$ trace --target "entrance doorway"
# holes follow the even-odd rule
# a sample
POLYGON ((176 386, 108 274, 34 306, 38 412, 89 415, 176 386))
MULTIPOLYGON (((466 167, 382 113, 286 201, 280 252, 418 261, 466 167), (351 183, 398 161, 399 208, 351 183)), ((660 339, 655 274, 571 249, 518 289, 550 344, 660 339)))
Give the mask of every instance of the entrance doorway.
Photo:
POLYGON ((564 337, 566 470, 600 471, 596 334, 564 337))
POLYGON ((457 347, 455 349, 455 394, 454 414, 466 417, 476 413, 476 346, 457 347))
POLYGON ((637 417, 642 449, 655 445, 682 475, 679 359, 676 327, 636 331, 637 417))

* **TASK BRIEF**
Repeat the records above exactly, leaving none out.

* **SOLUTION**
$ trace --target "entrance doorway"
# holes follow the even-odd rule
# a sample
POLYGON ((176 386, 108 274, 34 306, 38 412, 89 415, 176 386))
MULTIPOLYGON (((466 167, 382 113, 286 201, 280 252, 418 261, 466 167), (351 183, 398 161, 399 208, 351 183)), ((660 339, 655 274, 571 249, 518 289, 550 344, 660 339)))
Give the mask of every instance of the entrance doorway.
Photo:
POLYGON ((564 337, 566 470, 600 471, 596 334, 564 337))
POLYGON ((457 347, 455 349, 455 394, 454 414, 466 417, 476 413, 476 346, 457 347))
POLYGON ((637 417, 642 449, 655 445, 682 475, 679 359, 676 327, 636 331, 637 417))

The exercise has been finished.